--- SEZIONE DEL DOCUMENTO ---

Buttafuoco presidente della Biennale: una mina vagante per Meloni

Il nuovo presidente della Fondazione La Biennale di Venezia in quota meloniana è Pietrangelo Buttafuoco. Una nomina rischiosa che può minare la credibilità dell’apparente linea centrista del governo, alla quale la Presidente del Consiglio lavora da un anno (con scarsi risultati).

Pierfranco Pellizzetti

Il nuovo presidente della Fondazione La Biennale di Venezia in quota meloniana è Pietrangelo Buttafuoco. Nome d’arte Giafar in onore dell’emiro Ja’fur al-Kalbi, che governò la Sicilia tra il 983 e il 985; ma anche quale attestazione indiretta e senza pagare dazio (nelle guerre di religione e settarismi vari in questa stagione di roghi) per la sua conversione all’Islam nel 2015. Un nipote d’arte (suo zio Antonino Giuseppe Buttafuoco fu deputato del Movimento Sociale per cinque legislature) che incontravo nelle ospitate al talk show Agorà, quando ancora mi invitavano. Seppure con una certa attenzione lookologica, tipica di questi ragazzotti provenienti dal profondo Sud alla conquista di un posto al sole nella Capitale e i suoi santuari cultural-comunicativi: se l’altro habitué dei salotti televisivi e della stampa di destra Marcello Veneziani lo riconoscevi per il cache–cou (la signora snob Franca Valeri lo chiamava foularin) perfetto sulla costiera amalfitana o a Portofino, il suo erede Buttafuoco come ospite destrorso per dibattiti con pretesa di pluralismo oltre l’arco costituzionale, esibiva giacche di fustagno da personaggio del Gattopardo. Non saprei se per atteggiarsi a Principe di Salina in vacanza a Donnafugata o al suo guardiacaccia.

--- RECORD RIPORTATI ---

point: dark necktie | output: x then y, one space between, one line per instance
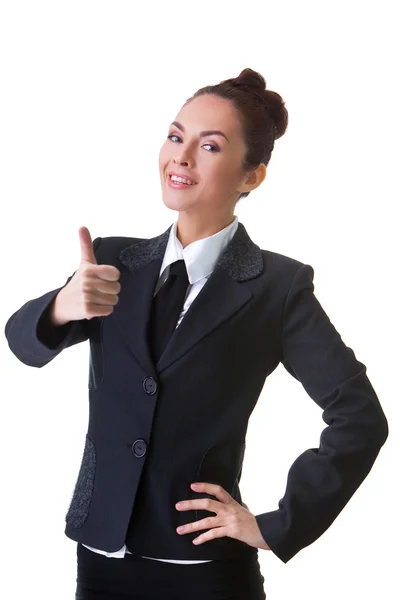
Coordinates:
166 308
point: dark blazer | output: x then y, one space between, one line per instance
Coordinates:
155 428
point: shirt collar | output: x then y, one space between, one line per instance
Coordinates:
201 255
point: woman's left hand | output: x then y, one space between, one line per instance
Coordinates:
232 519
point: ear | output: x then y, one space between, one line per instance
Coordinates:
253 179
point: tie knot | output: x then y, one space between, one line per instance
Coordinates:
178 268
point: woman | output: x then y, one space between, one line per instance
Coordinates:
184 328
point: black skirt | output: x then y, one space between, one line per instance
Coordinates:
135 578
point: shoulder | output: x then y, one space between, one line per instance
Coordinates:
277 263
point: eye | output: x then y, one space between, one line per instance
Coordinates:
216 149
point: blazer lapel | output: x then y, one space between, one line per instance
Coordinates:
223 294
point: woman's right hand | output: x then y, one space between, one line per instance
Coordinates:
91 292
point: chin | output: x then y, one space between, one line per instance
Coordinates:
175 203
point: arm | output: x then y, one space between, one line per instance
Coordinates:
33 337
322 480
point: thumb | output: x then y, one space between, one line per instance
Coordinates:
87 253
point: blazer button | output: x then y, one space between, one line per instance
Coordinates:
150 385
139 448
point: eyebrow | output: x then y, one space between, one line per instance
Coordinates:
202 133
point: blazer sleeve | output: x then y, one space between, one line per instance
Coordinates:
321 480
32 337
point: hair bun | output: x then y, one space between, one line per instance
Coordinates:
250 79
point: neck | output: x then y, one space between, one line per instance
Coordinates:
190 229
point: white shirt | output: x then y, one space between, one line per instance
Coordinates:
200 259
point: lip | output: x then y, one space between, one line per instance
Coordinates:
180 175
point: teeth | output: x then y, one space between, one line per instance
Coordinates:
181 180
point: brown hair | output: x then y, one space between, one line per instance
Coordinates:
262 113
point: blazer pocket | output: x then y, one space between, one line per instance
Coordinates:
96 354
78 510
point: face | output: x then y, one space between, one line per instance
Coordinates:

---

COSA FARE —
- A) Riporta identico il passo dell'articolo su Buttafuoco compreso tra "Buttafuoco presidente della" e "(con scarsi risultati).", estremi inclusi.
- B) Scrivi soltanto il numero delle righe dei record che contengono la parola "hair", distinguendo tra maiuscole e minuscole.

RISPOSTE ATTESE —
- A)
Buttafuoco presidente della Biennale: una mina vagante per Meloni

Il nuovo presidente della Fondazione La Biennale di Venezia in quota meloniana è Pietrangelo Buttafuoco. Una nomina rischiosa che può minare la credibilità dell’apparente linea centrista del governo, alla quale la Presidente del Consiglio lavora da un anno (con scarsi risultati).

- B) 2